> _Представленные записи_:
================

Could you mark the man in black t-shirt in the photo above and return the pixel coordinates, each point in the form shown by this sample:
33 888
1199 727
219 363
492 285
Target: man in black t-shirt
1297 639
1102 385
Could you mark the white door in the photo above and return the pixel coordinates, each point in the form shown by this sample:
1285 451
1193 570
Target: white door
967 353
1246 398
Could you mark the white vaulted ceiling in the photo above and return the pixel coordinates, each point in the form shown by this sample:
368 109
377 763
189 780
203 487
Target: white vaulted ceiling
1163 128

================

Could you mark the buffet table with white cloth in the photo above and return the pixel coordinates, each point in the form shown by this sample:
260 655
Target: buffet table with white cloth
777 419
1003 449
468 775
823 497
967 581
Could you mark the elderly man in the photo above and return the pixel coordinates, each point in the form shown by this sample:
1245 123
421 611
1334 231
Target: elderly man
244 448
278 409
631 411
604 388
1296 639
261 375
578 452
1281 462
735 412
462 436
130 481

================

> _Задание к выполнению_:
Определите все строки приведенных выше записей, в которых встречается слово «above», и перепишите каждую из них полностью.

> _Результат выполнения_:
Could you mark the man in black t-shirt in the photo above and return the pixel coordinates, each point in the form shown by this sample:
Could you mark the white door in the photo above and return the pixel coordinates, each point in the form shown by this sample:
Could you mark the white vaulted ceiling in the photo above and return the pixel coordinates, each point in the form shown by this sample:
Could you mark the buffet table with white cloth in the photo above and return the pixel coordinates, each point in the form shown by this sample:
Could you mark the elderly man in the photo above and return the pixel coordinates, each point in the form shown by this sample:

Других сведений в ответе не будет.